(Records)
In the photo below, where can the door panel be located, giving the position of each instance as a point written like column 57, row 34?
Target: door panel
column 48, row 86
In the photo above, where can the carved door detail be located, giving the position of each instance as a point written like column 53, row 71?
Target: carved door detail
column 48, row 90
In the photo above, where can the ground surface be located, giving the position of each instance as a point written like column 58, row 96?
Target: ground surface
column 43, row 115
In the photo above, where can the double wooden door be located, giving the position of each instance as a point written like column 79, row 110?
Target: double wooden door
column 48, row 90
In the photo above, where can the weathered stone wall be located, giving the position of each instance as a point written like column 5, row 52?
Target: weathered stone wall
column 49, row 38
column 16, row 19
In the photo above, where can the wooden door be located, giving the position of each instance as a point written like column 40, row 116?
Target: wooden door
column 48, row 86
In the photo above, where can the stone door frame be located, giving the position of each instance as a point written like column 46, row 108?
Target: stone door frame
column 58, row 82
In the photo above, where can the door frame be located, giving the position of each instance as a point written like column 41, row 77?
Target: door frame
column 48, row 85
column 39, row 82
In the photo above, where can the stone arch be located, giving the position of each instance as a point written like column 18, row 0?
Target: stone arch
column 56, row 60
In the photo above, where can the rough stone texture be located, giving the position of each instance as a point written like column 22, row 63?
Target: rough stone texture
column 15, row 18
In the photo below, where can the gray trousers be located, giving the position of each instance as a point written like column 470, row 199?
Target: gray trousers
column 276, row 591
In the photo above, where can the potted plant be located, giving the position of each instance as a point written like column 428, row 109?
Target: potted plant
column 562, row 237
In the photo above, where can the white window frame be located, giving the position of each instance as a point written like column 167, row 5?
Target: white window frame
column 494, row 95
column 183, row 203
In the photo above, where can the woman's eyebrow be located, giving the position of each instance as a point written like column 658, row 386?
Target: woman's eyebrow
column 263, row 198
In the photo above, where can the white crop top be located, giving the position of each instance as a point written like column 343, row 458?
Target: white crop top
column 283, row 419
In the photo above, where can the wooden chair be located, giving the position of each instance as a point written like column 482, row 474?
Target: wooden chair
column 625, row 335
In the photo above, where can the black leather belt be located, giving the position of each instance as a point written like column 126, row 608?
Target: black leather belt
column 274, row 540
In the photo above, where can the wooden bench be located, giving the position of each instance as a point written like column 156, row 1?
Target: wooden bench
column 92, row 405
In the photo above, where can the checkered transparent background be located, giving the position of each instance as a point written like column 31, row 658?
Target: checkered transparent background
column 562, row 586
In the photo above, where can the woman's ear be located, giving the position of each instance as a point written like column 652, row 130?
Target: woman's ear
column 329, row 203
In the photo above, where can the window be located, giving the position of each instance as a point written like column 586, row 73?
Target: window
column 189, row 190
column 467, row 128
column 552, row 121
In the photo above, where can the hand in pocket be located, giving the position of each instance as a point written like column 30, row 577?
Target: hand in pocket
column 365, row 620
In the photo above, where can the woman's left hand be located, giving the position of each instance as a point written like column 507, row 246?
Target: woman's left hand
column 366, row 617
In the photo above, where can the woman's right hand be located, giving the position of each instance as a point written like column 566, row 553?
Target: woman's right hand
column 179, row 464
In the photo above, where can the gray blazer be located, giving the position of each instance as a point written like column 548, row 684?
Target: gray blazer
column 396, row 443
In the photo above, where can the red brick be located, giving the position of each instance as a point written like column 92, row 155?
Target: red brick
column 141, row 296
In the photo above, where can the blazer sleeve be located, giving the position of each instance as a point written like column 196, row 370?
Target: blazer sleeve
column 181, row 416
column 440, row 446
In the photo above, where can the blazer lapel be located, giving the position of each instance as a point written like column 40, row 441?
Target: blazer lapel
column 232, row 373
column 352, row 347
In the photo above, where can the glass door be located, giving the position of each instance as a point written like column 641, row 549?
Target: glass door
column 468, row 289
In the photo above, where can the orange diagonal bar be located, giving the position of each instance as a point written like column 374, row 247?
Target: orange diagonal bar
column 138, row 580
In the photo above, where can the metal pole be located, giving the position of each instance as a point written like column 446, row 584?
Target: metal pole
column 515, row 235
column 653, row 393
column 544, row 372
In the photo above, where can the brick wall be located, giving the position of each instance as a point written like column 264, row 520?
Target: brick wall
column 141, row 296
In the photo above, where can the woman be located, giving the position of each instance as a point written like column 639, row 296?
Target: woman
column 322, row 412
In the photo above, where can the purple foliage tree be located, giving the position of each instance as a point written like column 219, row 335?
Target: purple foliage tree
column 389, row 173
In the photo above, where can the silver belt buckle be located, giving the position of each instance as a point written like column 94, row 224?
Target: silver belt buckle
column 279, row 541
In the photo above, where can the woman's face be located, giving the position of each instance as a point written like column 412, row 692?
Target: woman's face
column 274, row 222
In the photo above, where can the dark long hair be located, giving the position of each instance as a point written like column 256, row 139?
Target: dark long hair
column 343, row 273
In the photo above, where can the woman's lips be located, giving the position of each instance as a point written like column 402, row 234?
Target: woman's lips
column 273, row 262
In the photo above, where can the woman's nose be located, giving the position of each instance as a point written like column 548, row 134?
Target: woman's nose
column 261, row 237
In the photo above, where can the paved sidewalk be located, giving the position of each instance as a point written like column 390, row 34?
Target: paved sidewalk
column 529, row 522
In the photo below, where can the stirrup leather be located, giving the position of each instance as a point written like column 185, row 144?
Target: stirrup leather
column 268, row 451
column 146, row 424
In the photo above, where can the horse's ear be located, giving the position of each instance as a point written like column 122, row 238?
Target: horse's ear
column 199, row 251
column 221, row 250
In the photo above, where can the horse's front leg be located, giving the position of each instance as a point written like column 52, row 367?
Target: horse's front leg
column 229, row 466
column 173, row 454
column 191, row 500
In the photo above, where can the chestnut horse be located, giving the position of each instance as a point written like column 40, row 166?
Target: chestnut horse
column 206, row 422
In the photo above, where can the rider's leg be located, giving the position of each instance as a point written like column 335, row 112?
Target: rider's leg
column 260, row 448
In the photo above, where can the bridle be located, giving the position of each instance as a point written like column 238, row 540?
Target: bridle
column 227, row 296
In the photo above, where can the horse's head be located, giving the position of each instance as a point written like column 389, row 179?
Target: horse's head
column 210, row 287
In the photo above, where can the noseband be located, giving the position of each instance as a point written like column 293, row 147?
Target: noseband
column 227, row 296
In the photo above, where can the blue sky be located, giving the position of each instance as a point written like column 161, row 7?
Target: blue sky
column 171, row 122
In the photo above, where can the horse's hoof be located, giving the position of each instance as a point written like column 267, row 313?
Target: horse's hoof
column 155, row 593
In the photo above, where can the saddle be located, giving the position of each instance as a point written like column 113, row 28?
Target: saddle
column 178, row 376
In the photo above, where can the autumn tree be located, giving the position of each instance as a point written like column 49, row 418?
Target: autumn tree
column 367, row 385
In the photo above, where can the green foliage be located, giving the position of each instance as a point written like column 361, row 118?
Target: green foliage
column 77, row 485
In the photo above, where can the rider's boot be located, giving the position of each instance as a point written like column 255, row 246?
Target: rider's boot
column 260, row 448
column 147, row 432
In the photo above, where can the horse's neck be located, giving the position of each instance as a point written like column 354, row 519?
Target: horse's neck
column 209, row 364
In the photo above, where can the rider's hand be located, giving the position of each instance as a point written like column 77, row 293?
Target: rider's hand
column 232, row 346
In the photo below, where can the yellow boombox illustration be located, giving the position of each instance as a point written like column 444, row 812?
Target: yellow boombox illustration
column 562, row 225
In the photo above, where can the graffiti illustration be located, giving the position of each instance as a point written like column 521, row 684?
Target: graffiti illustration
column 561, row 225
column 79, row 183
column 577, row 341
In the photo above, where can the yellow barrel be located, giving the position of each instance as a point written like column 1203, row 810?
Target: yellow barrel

◆ **YOUR OBJECTIVE**
Quote all of the items above verbatim, leaving none of them out.

◆ **EXERCISE RESPONSE**
In the photo below, where can the door panel be located, giving the position of each instance as a point written like column 57, row 34?
Target: door panel
column 48, row 86
In the photo above, where can the carved door detail be located, giving the position of each instance as a point written like column 53, row 71?
Target: carved door detail
column 48, row 90
In the photo above, where can the ground surface be located, giving the position of each instance as a point written like column 58, row 96?
Target: ground surface
column 43, row 115
In the photo above, where can the double wooden door be located, giving the position of each instance as a point written like column 79, row 110?
Target: double wooden door
column 48, row 90
In the photo above, where can the weathered stone wall be located, giving the position of each instance as a point written like column 5, row 52?
Target: weathered stone wall
column 49, row 38
column 16, row 19
In the photo above, where can the wooden door be located, giving the position of each instance as a point written like column 40, row 116?
Target: wooden door
column 48, row 86
In the photo above, where can the stone door frame be located, giving the position of each instance as a point written like column 46, row 108?
Target: stone door frame
column 58, row 82
In the photo above, where can the door frame be located, giving the position of each instance as a point written like column 41, row 77?
Target: door frame
column 48, row 85
column 39, row 82
In the photo above, where can the stone arch be located, giving the position of each instance as a point written like column 18, row 0?
Target: stone arch
column 56, row 60
In the photo above, where can the rough stone texture be located, giving the position of each instance as a point written like column 22, row 63?
Target: rough stone texture
column 15, row 18
In the photo below, where can the gray trousers be located, giving the position of each instance as a point written like column 470, row 199?
Target: gray trousers
column 276, row 591
In the photo above, where can the potted plant be located, giving the position of each instance as a point written like column 428, row 109?
Target: potted plant
column 562, row 237
In the photo above, where can the white window frame be located, giving the position of each instance as a point written like column 167, row 5?
Target: white window frame
column 494, row 95
column 183, row 203
In the photo above, where can the woman's eyebrow be located, giving the position of each instance as a point written like column 658, row 386?
Target: woman's eyebrow
column 263, row 198
In the photo above, where can the white crop top be located, giving the position of each instance as a point written like column 343, row 458?
Target: white crop top
column 283, row 419
In the photo above, where can the wooden chair be located, giving the position of each instance as a point written like column 482, row 474?
Target: wooden chair
column 625, row 335
In the photo above, where can the black leather belt be located, giving the position of each instance as a point written like column 126, row 608?
Target: black leather belt
column 274, row 540
In the photo above, where can the wooden bench be located, giving the position of each instance as a point written like column 156, row 1?
Target: wooden bench
column 92, row 405
In the photo above, where can the checkered transparent background be located, giving the position of each instance as a point written like column 31, row 658?
Target: checkered transparent background
column 562, row 586
In the photo above, where can the woman's ear be located, giving the position of each instance as a point written like column 652, row 130?
Target: woman's ear
column 329, row 203
In the photo above, where can the window be located, giving the position of each instance as a point written like column 586, row 73?
Target: window
column 189, row 190
column 467, row 128
column 552, row 121
In the photo above, where can the hand in pocket be located, giving the position of each instance as a point written like column 30, row 577?
Target: hand in pocket
column 365, row 620
In the photo above, where can the woman's left hand be located, giving the position of each instance as a point written like column 507, row 246?
Target: woman's left hand
column 366, row 617
In the photo above, where can the woman's right hand be located, giving the position of each instance as a point written like column 566, row 553?
Target: woman's right hand
column 179, row 464
In the photo above, where can the gray blazer be located, giving the position of each instance as a point written like column 548, row 684?
Target: gray blazer
column 396, row 443
In the photo above, where can the red brick be located, giving the position of each instance as a point written like column 92, row 155?
Target: red brick
column 141, row 296
In the photo above, where can the blazer sleeve be located, giving the position of each instance as a point written like column 196, row 370?
Target: blazer sleeve
column 181, row 416
column 440, row 446
In the photo above, where can the blazer lapel be located, giving the position of each instance as a point written like column 40, row 441?
Target: blazer lapel
column 232, row 373
column 352, row 347
In the photo above, where can the glass door be located, giving the position of each instance as a point written like column 641, row 549?
Target: glass door
column 468, row 289
In the photo above, where can the orange diagonal bar be located, giving the position of each instance as a point written like column 374, row 247?
Target: orange diagonal bar
column 138, row 580
In the photo above, where can the metal pole be located, giving the position of each instance as a point written like column 446, row 584?
Target: metal pole
column 515, row 235
column 653, row 393
column 544, row 372
In the photo above, where can the brick wall be located, giving the position of each instance as a point written like column 264, row 520?
Target: brick wall
column 141, row 296
In the photo above, where can the woman be located, giving the position of each instance as a point written like column 639, row 296?
Target: woman
column 322, row 412
In the photo above, where can the purple foliage tree be located, giving the position of each instance as a point written like column 219, row 335?
Target: purple foliage tree
column 389, row 173
In the photo above, where can the silver belt buckle be located, giving the position of each instance as a point written like column 94, row 224?
Target: silver belt buckle
column 279, row 541
In the photo above, where can the woman's face be located, giving the position of each instance as a point written like column 412, row 692?
Target: woman's face
column 274, row 222
In the photo above, where can the dark long hair be located, giving the position of each instance as a point written like column 256, row 139?
Target: dark long hair
column 343, row 273
In the photo above, where can the woman's lips be located, giving the position of each instance as a point written like column 402, row 234?
Target: woman's lips
column 273, row 262
In the photo above, where can the woman's nose be located, giving the position of each instance as a point written like column 548, row 134?
Target: woman's nose
column 261, row 237
In the photo above, where can the paved sidewalk be located, giving the position of each instance as a point written like column 390, row 34?
Target: paved sidewalk
column 529, row 522
In the photo below, where can the stirrup leather be located, giving the position of each instance as a point written like column 185, row 144?
Target: stirrup leather
column 268, row 451
column 146, row 424
In the photo above, where can the horse's ear be located, giving the position of each instance as a point written like column 122, row 238?
Target: horse's ear
column 199, row 251
column 221, row 250
In the photo above, where can the horse's front leg be located, giving the position of each instance as a point written like column 52, row 367?
Target: horse's front leg
column 229, row 466
column 173, row 454
column 191, row 500
In the photo above, where can the chestnut horse be located, giving the position of each instance as a point written like column 40, row 166?
Target: chestnut horse
column 206, row 422
In the photo above, where can the rider's leg be located, giving the position of each instance as a point written like column 335, row 112?
Target: rider's leg
column 260, row 448
In the photo above, where can the bridle be located, giving the position of each instance as a point written like column 238, row 540?
Target: bridle
column 227, row 296
In the photo above, where can the horse's head be located, giving the position of each instance as a point written like column 389, row 179?
Target: horse's head
column 210, row 287
In the photo above, where can the noseband be located, giving the position of each instance as a point written like column 293, row 147?
Target: noseband
column 227, row 296
In the photo above, where can the blue sky be located, giving the position of each instance as a point written like column 161, row 7?
Target: blue sky
column 171, row 122
In the photo above, where can the horse's hoof be located, giving the position of each instance as a point written like column 267, row 313?
Target: horse's hoof
column 155, row 593
In the photo above, where can the saddle be located, giving the position of each instance as a point written like column 113, row 28?
Target: saddle
column 178, row 376
In the photo above, where can the autumn tree be located, giving the position of each instance as a point written like column 49, row 418?
Target: autumn tree
column 367, row 385
In the photo above, where can the green foliage be located, giving the position of each instance as a point written like column 361, row 118?
Target: green foliage
column 77, row 485
In the photo above, where can the rider's boot be located, giving the position of each instance as a point written like column 255, row 246?
Target: rider's boot
column 260, row 448
column 147, row 432
In the photo above, where can the horse's neck be located, giving the position of each instance as a point written like column 354, row 519?
Target: horse's neck
column 209, row 364
In the photo above, where can the rider's hand be located, giving the position of each instance as a point written like column 77, row 293?
Target: rider's hand
column 232, row 346
In the photo below, where can the yellow boombox illustration be located, giving the position of each instance as a point written like column 444, row 812?
Target: yellow boombox illustration
column 562, row 225
In the photo above, where can the graffiti illustration be located, giving the position of each instance as a point written like column 521, row 684?
Target: graffiti illustration
column 561, row 225
column 79, row 183
column 577, row 341
In the photo above, where can the yellow barrel be located, giving the position of each instance as a point written like column 1203, row 810?
Target: yellow barrel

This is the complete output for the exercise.